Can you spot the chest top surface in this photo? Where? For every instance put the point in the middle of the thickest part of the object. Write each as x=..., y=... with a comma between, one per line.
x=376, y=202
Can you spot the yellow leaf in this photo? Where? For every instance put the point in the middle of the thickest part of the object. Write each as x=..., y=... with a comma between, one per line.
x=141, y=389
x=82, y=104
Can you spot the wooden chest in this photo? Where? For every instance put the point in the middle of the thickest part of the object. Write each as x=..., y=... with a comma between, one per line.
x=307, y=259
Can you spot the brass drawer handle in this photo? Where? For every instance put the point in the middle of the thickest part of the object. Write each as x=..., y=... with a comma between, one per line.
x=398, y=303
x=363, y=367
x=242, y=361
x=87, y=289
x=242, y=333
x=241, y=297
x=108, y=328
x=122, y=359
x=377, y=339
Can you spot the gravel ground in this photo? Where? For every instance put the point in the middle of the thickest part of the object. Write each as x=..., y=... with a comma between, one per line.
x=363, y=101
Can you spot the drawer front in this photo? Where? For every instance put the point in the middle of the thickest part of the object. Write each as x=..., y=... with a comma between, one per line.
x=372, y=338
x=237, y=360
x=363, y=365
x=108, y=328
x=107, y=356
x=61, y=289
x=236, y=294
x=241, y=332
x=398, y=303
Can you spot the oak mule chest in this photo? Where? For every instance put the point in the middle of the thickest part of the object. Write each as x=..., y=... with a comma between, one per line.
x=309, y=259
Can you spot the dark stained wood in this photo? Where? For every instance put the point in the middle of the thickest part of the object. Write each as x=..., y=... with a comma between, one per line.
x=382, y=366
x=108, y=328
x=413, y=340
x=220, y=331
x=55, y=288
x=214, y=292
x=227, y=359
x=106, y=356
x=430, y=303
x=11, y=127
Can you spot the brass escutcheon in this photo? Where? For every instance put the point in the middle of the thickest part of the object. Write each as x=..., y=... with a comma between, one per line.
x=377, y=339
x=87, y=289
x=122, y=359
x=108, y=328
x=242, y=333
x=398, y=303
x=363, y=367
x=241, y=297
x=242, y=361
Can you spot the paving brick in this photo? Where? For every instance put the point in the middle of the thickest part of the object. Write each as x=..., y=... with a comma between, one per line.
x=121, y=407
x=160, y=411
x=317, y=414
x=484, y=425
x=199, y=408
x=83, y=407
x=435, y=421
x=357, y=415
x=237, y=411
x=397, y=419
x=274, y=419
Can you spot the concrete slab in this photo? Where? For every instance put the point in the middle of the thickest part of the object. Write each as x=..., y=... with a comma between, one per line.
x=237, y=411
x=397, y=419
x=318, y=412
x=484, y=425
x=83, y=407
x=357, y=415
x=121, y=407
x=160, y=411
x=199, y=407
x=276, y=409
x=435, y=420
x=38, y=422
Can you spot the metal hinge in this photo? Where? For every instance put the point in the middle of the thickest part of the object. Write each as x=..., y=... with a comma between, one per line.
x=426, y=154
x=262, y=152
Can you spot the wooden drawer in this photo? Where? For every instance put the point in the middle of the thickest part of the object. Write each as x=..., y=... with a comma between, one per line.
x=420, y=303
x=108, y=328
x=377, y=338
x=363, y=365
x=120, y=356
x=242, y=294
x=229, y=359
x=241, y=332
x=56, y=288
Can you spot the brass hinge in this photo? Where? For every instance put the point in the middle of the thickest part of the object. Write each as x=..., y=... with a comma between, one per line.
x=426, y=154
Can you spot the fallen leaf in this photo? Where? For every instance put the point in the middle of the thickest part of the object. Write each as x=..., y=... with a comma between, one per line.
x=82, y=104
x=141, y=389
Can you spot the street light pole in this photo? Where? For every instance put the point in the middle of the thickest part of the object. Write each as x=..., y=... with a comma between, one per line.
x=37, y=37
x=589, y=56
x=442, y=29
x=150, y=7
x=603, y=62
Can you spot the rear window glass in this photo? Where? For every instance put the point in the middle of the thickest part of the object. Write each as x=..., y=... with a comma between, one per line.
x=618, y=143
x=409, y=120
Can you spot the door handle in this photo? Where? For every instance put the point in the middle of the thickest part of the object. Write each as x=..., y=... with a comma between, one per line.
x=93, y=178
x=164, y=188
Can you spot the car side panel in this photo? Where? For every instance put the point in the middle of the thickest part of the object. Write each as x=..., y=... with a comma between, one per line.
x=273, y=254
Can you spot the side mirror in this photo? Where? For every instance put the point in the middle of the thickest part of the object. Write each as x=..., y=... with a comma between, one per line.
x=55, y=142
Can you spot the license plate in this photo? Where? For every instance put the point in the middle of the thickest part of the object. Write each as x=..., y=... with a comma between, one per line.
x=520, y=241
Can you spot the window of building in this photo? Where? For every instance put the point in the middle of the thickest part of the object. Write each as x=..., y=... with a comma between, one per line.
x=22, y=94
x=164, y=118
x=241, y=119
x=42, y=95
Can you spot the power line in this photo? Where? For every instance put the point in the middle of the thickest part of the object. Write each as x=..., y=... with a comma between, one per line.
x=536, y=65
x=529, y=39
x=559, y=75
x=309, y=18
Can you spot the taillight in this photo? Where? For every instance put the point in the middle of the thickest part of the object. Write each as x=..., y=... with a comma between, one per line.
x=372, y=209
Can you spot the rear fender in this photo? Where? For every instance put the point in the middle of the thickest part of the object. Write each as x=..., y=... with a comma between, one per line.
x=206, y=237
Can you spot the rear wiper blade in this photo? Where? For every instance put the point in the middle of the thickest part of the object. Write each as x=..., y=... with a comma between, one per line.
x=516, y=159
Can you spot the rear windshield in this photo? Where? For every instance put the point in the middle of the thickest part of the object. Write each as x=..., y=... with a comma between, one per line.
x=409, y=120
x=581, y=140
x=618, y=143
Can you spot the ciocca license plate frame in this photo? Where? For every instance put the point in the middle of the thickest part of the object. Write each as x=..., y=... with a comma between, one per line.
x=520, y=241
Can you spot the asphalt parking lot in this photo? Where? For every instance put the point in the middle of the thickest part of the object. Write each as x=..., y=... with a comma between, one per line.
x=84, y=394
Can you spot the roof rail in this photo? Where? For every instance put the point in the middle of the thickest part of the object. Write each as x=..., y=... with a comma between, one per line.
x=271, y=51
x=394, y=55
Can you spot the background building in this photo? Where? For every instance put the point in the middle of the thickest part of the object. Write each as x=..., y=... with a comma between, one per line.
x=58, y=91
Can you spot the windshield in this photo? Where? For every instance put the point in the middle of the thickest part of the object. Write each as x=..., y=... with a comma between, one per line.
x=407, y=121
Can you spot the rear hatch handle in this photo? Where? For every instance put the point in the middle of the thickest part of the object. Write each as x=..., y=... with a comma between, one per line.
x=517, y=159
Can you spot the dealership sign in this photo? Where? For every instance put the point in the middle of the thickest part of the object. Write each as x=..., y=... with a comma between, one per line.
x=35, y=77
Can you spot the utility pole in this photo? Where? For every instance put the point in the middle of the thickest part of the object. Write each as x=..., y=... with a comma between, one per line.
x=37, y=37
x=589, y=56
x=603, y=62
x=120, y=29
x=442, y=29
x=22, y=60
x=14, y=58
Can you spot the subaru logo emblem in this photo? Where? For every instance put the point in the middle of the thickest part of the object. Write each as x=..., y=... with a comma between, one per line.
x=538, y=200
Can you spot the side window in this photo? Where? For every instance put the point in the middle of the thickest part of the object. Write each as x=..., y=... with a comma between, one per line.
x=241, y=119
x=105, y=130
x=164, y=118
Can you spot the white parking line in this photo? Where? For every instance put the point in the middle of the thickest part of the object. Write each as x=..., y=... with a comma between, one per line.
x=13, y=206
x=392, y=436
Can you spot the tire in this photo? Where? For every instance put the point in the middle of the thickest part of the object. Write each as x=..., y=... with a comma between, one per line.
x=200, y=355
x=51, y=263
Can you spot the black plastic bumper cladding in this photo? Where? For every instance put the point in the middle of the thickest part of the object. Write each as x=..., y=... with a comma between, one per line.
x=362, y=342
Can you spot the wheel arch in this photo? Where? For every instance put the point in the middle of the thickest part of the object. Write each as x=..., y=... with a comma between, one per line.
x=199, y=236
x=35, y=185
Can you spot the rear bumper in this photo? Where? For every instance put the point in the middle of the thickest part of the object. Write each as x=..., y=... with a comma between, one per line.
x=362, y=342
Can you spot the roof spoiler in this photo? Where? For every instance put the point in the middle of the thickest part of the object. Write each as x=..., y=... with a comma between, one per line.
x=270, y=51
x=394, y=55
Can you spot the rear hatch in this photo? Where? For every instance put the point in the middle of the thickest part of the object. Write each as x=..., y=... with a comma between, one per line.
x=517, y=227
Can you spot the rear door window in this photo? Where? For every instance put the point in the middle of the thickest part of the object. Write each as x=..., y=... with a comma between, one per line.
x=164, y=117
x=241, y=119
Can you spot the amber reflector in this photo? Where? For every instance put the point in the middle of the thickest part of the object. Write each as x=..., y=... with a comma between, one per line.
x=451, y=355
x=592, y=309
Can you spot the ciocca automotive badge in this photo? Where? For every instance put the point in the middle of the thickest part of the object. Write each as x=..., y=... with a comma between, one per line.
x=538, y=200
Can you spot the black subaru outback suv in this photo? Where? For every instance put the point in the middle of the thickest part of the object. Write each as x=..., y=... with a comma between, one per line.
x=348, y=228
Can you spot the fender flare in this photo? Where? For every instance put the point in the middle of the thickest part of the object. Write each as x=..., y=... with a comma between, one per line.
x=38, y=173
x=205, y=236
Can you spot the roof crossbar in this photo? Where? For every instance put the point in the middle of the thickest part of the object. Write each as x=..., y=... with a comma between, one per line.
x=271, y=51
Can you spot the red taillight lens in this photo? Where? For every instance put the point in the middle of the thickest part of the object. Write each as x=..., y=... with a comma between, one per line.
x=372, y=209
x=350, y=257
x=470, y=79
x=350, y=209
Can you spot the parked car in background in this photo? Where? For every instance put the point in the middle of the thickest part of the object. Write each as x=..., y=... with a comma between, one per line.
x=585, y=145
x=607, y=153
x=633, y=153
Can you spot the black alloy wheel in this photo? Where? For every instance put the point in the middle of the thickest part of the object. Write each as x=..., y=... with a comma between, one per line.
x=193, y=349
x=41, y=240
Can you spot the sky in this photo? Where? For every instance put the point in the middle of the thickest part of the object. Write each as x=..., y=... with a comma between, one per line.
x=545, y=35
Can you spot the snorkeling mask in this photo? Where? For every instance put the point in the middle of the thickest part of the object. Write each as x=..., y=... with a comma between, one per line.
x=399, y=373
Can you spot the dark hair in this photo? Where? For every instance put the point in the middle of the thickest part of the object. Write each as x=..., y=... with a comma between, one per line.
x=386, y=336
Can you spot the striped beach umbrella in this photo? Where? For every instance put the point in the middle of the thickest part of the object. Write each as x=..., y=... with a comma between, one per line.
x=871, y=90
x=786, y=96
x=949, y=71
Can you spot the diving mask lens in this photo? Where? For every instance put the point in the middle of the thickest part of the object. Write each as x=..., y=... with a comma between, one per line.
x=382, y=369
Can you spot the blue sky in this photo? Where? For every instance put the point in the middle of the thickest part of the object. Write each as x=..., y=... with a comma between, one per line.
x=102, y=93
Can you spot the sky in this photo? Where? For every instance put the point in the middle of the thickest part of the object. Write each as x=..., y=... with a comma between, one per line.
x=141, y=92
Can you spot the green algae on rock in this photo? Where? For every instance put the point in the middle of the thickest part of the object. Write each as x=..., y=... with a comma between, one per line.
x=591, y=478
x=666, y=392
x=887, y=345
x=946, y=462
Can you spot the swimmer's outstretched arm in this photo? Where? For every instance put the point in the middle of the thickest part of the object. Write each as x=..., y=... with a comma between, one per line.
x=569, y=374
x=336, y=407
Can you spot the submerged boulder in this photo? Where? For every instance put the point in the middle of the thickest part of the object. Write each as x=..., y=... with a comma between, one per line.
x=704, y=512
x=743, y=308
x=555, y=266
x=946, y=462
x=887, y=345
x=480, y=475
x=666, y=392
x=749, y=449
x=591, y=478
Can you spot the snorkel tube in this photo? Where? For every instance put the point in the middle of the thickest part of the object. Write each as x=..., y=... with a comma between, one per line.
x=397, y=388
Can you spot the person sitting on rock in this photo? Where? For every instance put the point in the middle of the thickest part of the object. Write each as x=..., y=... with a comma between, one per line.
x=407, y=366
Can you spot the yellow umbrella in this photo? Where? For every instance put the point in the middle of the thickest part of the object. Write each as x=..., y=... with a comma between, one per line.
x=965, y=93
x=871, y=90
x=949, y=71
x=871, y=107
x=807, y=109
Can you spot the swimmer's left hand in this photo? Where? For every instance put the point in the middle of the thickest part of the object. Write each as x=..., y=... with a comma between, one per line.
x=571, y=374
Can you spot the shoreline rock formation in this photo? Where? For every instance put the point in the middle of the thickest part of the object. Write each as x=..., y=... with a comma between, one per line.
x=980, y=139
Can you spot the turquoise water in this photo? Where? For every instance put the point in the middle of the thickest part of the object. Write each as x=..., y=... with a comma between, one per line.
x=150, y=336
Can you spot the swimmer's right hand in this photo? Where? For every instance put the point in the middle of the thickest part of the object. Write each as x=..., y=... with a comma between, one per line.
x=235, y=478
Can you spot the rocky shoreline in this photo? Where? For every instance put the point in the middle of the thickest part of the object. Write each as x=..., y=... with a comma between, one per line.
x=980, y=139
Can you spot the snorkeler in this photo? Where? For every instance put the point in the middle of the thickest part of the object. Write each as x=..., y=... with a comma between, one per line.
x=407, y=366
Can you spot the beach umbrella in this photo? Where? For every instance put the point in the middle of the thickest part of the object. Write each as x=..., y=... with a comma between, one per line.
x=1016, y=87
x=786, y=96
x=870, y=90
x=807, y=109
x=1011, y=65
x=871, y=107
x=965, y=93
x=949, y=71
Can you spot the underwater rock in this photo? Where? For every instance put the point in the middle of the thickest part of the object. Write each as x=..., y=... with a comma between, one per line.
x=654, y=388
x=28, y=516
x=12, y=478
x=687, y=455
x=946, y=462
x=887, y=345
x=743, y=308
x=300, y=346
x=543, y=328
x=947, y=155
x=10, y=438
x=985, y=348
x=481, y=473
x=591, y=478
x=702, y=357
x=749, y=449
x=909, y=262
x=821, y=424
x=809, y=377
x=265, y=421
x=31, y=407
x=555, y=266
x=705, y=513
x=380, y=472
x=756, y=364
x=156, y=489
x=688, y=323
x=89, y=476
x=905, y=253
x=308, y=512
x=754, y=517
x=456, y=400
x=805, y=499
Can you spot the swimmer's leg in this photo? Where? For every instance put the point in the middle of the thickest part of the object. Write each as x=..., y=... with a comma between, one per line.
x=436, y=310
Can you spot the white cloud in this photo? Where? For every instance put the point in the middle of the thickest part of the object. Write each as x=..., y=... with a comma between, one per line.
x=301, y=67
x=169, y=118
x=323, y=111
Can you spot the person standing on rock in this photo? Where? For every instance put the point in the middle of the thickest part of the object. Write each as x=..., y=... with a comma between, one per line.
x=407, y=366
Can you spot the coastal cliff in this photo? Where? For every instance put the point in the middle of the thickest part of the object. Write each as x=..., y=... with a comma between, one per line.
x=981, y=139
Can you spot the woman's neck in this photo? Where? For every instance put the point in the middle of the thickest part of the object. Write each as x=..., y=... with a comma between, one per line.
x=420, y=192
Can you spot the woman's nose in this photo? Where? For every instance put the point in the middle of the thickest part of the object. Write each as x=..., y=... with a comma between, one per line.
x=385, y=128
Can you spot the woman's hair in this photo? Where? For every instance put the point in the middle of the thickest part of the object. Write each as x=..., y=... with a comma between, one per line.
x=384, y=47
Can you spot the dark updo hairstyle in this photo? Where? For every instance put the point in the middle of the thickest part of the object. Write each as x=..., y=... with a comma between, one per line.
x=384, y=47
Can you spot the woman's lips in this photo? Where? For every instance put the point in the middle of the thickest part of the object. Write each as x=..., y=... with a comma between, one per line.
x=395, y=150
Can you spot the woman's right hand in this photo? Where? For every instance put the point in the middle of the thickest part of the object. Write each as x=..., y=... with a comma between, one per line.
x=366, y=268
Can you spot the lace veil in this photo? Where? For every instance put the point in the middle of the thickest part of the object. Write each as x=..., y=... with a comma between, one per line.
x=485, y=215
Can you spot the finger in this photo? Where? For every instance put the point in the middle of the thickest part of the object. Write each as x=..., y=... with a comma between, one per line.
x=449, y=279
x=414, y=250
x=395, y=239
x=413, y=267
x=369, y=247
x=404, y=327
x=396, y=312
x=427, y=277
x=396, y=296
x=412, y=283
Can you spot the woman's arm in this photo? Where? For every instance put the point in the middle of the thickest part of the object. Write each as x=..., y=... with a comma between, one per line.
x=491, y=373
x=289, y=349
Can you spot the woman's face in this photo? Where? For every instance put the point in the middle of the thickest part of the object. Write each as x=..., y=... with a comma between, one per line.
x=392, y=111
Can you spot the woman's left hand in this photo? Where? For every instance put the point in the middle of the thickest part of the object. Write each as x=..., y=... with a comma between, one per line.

------------------------------------------------

» **WHAT TO DO**: Reproduce everything from the line containing "Can you spot the gravel" down to the line containing "x=274, y=419", with both of those lines included.

» **TASK RESPONSE**:
Can you spot the gravel ground in this photo? Where? For every instance put the point in the middle of the thickest part of the object. Write each as x=..., y=... with a comma between, one per line.
x=363, y=101
Can you spot the drawer front in this photo? Where? For every instance put the point in the middle of the thickest part of the object. Write each as x=..., y=... with a comma between, one per line.
x=372, y=338
x=237, y=360
x=363, y=365
x=108, y=328
x=107, y=356
x=61, y=289
x=236, y=294
x=241, y=332
x=398, y=303
Can you spot the oak mule chest in this photo? Where? For every instance put the point in the middle of the thickest part of the object. Write each as x=..., y=... with a comma between, one per line.
x=309, y=259
Can you spot the dark stained wood in this photo? Where? For every instance put the point in the middle of the thickest part of the object. Write each as x=..., y=... with a comma between, one per line.
x=382, y=366
x=108, y=328
x=413, y=340
x=220, y=331
x=55, y=288
x=214, y=292
x=227, y=359
x=106, y=356
x=430, y=303
x=11, y=127
Can you spot the brass escutcheon in this photo? Where? For every instance put the point in the middle of the thickest part of the object. Write each as x=..., y=... with a comma between, one per line.
x=377, y=339
x=87, y=289
x=122, y=359
x=108, y=328
x=242, y=333
x=398, y=303
x=363, y=367
x=241, y=297
x=242, y=361
Can you spot the paving brick in this photo? Where? For every instance put the point in the middle of the thickest part of the object. Write each as x=..., y=... with a comma between, one per line.
x=121, y=407
x=160, y=411
x=317, y=414
x=484, y=425
x=199, y=408
x=83, y=407
x=435, y=421
x=357, y=415
x=237, y=411
x=397, y=419
x=274, y=419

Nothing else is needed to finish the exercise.